-------- SOURCE MATERIAL
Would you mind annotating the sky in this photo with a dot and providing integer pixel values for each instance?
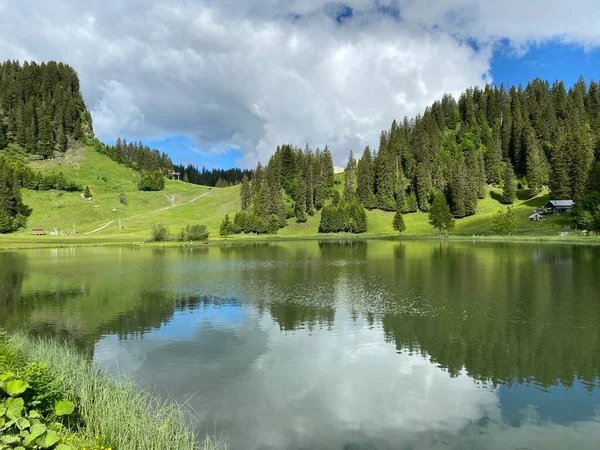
(223, 82)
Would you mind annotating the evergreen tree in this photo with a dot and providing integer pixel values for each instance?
(398, 222)
(245, 194)
(509, 192)
(301, 203)
(13, 213)
(366, 181)
(440, 216)
(349, 177)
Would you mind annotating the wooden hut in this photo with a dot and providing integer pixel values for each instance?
(559, 206)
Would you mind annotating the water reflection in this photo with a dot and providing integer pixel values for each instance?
(343, 346)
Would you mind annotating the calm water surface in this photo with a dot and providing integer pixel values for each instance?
(378, 345)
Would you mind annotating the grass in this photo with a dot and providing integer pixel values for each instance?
(107, 180)
(124, 416)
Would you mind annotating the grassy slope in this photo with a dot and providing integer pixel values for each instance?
(108, 179)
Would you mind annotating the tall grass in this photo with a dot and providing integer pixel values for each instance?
(128, 418)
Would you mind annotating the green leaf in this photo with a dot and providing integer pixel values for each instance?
(36, 431)
(49, 439)
(7, 376)
(64, 408)
(10, 439)
(22, 423)
(15, 387)
(14, 407)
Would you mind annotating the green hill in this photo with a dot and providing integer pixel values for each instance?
(182, 204)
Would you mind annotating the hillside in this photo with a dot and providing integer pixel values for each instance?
(192, 204)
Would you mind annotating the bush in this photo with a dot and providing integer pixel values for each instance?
(193, 233)
(343, 217)
(160, 233)
(152, 181)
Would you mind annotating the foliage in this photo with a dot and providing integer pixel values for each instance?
(398, 222)
(344, 217)
(440, 216)
(152, 181)
(509, 192)
(41, 107)
(160, 233)
(13, 212)
(193, 233)
(505, 222)
(206, 177)
(34, 413)
(137, 156)
(109, 413)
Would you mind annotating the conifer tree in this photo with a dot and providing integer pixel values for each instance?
(245, 194)
(349, 177)
(366, 182)
(509, 192)
(440, 216)
(398, 222)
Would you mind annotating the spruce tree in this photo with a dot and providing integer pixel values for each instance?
(440, 216)
(245, 194)
(509, 192)
(398, 222)
(366, 183)
(349, 178)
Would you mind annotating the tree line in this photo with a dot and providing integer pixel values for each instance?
(538, 136)
(41, 107)
(520, 139)
(213, 177)
(295, 183)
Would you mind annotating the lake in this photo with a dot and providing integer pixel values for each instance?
(337, 345)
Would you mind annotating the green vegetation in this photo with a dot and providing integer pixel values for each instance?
(52, 397)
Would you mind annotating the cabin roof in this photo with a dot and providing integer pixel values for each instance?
(559, 203)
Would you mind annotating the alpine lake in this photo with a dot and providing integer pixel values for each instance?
(341, 345)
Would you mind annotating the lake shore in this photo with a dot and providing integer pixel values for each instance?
(21, 242)
(113, 412)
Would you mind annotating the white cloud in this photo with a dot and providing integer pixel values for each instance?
(256, 74)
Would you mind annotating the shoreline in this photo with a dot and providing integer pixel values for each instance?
(52, 242)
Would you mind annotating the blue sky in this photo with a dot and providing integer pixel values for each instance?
(550, 60)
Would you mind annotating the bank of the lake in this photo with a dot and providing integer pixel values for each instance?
(109, 412)
(21, 242)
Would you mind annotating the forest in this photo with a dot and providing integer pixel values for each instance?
(212, 177)
(519, 139)
(41, 107)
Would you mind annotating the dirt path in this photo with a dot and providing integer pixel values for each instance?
(149, 212)
(100, 228)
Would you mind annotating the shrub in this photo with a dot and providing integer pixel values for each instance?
(160, 233)
(152, 181)
(193, 233)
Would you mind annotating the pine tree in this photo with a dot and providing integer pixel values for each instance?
(398, 222)
(509, 192)
(349, 177)
(46, 141)
(245, 194)
(301, 203)
(366, 182)
(440, 216)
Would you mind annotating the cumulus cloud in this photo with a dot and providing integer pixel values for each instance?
(251, 75)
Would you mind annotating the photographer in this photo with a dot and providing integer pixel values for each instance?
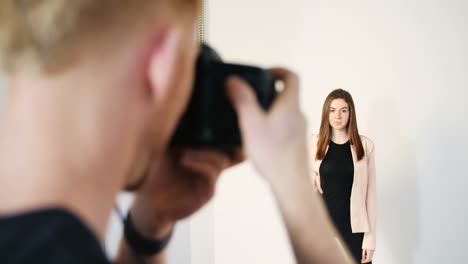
(96, 89)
----------------
**GIVEN INSTRUCTION:** Please rewrite the whole listing above, switching "in this photo" to "in this image" and leaving everything else unchanged. Omit the pictures from your version.

**EXERCISE RESPONSE:**
Would you mind annotating the sky in this image with a dot and providing integer pixel values for each instance?
(223, 82)
Would you mind annotating the evergreen tree in this image with a dot and providing integer pixel values for each instance?
(398, 222)
(245, 194)
(509, 192)
(301, 203)
(13, 213)
(366, 181)
(440, 216)
(349, 177)
Would you mind annotating the wooden hut in this image with a dot and providing integer pixel values for each instance?
(559, 206)
Would you mind annotating the water reflection in this image with a dot and providing integer pixel values for each instance?
(343, 346)
Would you mind annotating the calm water surface in this image with a dot and providing integer pixel values for each instance?
(378, 345)
Would you mind annotating the grass in this image with a dot and providing integer pixel values for each instance?
(107, 180)
(124, 416)
Would you mind annotating the grassy slope in this image with a dot and providing integer pixel values for each instance?
(108, 179)
Would you mind annotating the tall grass in this image with a dot and providing integer pixel values for each instance?
(128, 418)
Would you mind annotating the green leaf in this image with a dot and providing integer pixel values for each instance?
(36, 431)
(49, 439)
(7, 376)
(64, 408)
(10, 439)
(22, 423)
(15, 387)
(14, 407)
Would you mind annotating the green hill in this image with a dot and providing integer pixel values for each instance?
(182, 204)
Would you mind annotating the hillside in this image with a dot and providing integer pixel values for each instance?
(192, 204)
Would you mind annotating the bush in this image with a dot and providing integer pixel values for each instance?
(193, 233)
(343, 217)
(160, 233)
(152, 181)
Would you mind annotating the foliage in this image with a dot and providing integer pixel values for each instance?
(398, 222)
(344, 217)
(440, 216)
(152, 181)
(509, 192)
(41, 107)
(160, 233)
(13, 212)
(193, 233)
(505, 222)
(206, 177)
(34, 413)
(137, 156)
(109, 413)
Would you mind annotating the conifer tree in this image with a dot and providing integer pixel values for each instance?
(245, 194)
(349, 177)
(366, 182)
(509, 192)
(440, 216)
(398, 222)
Would you mind annotating the spruce tree in this image with a dot and providing integer pixel values for each instance?
(440, 216)
(245, 194)
(509, 192)
(398, 222)
(366, 183)
(349, 178)
Would you mind annotating the tree line in this image with a dot and providing integer pixel values for each instance?
(538, 136)
(41, 107)
(520, 139)
(213, 177)
(295, 183)
Would you mind annotating the lake in this image with a dot and providing integer pixel values for each instance?
(337, 345)
Would you mind annotating the green vegetation in this image with a dot and providing integer pixel values for each instance?
(52, 397)
Would you mind annotating the cabin roof in this image with a dot and providing integer pixel values for each instance?
(559, 203)
Would you mind annotating the alpine lake in this image with a dot and providing integer pixel values for each instance?
(341, 345)
Would you mind annotating the lake shore in this image with a dot and providing integer pixel values for each instance?
(21, 242)
(113, 412)
Would you mind annotating the white cloud in this image with a dot and providing integer pixel values for each instance?
(256, 74)
Would you mind annotating the shoreline in this image with a dot and providing integer pixel values for each instance?
(52, 242)
Would you mind annotating the blue sky in this image with a dot and providing integer pixel values for each instance?
(550, 60)
Would you mind annotating the bank of the lake in this image with a dot and providing integer pixel values for each instance?
(109, 412)
(21, 242)
Would you mind annotating the forest in this image with a dot and providing integer pixel values for each instance?
(212, 177)
(519, 139)
(41, 107)
Would you mind annotating the dirt path in this image with a dot and providing integer pixel values for each instance?
(149, 212)
(100, 228)
Would you mind annotating the shrub in this image with a dot and providing integer pixel values for each instance?
(160, 233)
(152, 181)
(193, 233)
Would you mind annotating the pine tree in this image with a dot and providing integer pixel values for each instance?
(398, 222)
(509, 192)
(349, 177)
(46, 141)
(245, 194)
(301, 203)
(366, 182)
(440, 216)
Would you mind annotating the cumulus cloud in this image with a dot and providing integer pixel values for each instance?
(251, 75)
Would you mind annotating the photographer in this image with a dot and providing integer pixel values for each instance?
(96, 89)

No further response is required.